* Exercise directions
Copy the material below verbatim, from the line containing "[indicate] flower field" through the last line of the material, including both ends.

* Entries
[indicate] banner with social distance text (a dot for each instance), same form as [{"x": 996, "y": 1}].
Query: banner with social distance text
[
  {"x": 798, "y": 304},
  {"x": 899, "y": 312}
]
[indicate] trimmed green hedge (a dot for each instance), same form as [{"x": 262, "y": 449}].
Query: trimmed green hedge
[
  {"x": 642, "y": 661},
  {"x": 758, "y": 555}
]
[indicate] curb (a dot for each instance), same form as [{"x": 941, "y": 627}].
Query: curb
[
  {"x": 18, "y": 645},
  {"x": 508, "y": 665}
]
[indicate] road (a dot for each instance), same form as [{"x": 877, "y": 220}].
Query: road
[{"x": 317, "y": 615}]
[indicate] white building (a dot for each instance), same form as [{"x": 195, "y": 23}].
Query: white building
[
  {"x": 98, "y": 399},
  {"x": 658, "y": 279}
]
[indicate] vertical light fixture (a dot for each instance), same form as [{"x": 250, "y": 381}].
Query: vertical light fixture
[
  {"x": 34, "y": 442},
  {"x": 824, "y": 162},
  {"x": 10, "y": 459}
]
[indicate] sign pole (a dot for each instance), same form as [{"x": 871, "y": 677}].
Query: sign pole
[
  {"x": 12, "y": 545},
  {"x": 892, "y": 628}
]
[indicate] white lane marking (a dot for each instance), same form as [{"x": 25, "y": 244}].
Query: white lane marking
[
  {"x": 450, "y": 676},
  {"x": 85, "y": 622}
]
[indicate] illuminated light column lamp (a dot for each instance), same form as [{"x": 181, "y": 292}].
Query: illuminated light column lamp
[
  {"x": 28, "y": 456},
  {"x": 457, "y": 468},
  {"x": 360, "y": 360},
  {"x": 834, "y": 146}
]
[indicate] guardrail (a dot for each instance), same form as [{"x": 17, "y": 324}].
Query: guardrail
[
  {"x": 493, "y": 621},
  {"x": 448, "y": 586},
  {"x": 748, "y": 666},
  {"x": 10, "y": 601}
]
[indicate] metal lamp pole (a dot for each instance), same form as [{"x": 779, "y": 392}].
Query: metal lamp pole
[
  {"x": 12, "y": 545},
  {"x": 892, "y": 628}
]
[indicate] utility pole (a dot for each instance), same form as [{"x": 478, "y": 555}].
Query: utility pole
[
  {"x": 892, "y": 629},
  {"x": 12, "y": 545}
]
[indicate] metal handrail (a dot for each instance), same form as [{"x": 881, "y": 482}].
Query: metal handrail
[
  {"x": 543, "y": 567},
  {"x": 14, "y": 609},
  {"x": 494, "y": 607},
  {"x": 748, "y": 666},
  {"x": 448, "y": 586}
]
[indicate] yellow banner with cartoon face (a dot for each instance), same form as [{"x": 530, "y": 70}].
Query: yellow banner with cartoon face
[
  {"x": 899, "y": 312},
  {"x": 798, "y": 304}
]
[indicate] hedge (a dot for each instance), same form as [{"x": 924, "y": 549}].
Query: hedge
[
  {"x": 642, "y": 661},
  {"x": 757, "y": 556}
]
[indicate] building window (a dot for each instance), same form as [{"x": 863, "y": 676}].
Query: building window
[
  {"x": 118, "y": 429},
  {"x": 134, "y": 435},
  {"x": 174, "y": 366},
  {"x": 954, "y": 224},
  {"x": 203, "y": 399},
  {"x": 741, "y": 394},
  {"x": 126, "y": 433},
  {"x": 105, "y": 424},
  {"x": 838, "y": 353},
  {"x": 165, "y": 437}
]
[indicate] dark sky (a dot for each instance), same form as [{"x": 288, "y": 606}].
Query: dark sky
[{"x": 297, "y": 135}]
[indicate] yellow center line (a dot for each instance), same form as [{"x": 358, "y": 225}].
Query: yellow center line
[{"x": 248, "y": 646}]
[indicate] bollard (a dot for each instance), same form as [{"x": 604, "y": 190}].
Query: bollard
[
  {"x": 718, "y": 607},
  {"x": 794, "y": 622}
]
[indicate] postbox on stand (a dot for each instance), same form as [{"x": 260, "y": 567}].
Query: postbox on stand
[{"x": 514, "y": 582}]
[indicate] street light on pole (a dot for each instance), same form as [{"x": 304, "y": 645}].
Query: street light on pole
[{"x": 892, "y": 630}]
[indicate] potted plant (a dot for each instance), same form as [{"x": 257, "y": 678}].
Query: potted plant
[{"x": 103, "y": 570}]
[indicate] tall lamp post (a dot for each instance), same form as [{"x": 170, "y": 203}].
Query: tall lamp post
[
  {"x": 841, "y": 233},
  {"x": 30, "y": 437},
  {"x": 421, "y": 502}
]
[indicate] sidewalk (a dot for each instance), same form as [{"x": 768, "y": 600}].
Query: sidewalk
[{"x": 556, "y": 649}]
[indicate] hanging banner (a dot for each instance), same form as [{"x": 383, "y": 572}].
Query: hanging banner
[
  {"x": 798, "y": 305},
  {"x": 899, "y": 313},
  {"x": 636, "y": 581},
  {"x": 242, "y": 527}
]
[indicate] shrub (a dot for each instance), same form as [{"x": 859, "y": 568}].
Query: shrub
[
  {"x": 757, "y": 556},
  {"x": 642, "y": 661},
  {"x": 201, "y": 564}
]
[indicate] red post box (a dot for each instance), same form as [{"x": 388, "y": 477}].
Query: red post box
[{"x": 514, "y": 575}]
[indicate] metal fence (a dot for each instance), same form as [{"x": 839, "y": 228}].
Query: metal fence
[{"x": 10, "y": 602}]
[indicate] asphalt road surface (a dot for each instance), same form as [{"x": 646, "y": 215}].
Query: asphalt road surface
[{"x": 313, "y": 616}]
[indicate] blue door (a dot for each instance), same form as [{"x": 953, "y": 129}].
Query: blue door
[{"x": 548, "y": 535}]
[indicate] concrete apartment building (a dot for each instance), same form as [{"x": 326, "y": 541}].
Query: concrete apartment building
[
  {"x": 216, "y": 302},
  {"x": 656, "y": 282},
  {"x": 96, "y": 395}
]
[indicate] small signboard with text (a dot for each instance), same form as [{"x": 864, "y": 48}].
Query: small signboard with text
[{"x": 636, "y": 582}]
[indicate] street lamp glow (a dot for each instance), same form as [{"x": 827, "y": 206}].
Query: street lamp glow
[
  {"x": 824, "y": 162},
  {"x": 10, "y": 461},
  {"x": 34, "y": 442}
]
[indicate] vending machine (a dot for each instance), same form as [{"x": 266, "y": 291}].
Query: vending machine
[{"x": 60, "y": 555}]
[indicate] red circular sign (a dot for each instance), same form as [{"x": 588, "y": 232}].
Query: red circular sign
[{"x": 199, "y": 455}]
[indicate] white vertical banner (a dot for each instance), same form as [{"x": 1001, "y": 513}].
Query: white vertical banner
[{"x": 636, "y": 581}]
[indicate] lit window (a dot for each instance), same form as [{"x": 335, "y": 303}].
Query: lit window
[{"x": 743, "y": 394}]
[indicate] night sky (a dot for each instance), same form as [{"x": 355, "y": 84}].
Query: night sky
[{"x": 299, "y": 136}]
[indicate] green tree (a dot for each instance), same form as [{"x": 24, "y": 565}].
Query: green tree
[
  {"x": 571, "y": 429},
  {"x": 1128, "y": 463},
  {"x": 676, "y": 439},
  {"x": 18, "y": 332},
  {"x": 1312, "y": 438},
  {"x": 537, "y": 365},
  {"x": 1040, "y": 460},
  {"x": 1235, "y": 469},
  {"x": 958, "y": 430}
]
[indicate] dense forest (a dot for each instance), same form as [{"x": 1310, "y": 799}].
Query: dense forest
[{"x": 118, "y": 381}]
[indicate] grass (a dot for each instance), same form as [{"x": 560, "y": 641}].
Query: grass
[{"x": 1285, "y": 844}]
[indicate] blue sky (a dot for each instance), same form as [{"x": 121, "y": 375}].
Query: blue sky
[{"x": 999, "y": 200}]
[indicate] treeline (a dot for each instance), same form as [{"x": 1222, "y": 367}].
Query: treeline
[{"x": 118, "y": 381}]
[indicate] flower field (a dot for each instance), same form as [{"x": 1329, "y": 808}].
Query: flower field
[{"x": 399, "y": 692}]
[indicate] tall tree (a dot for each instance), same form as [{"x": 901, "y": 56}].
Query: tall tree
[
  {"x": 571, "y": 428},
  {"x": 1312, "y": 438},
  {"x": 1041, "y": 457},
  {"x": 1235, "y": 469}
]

* Answer in full
[indicate] flower field (a dot for each instance), same form as [{"x": 1329, "y": 808}].
Query: flower field
[{"x": 399, "y": 692}]
[indicate] tall tree (a dot for each instance), same form as [{"x": 901, "y": 56}].
Query: tall tree
[
  {"x": 571, "y": 428},
  {"x": 1312, "y": 438},
  {"x": 1041, "y": 457},
  {"x": 1235, "y": 469}
]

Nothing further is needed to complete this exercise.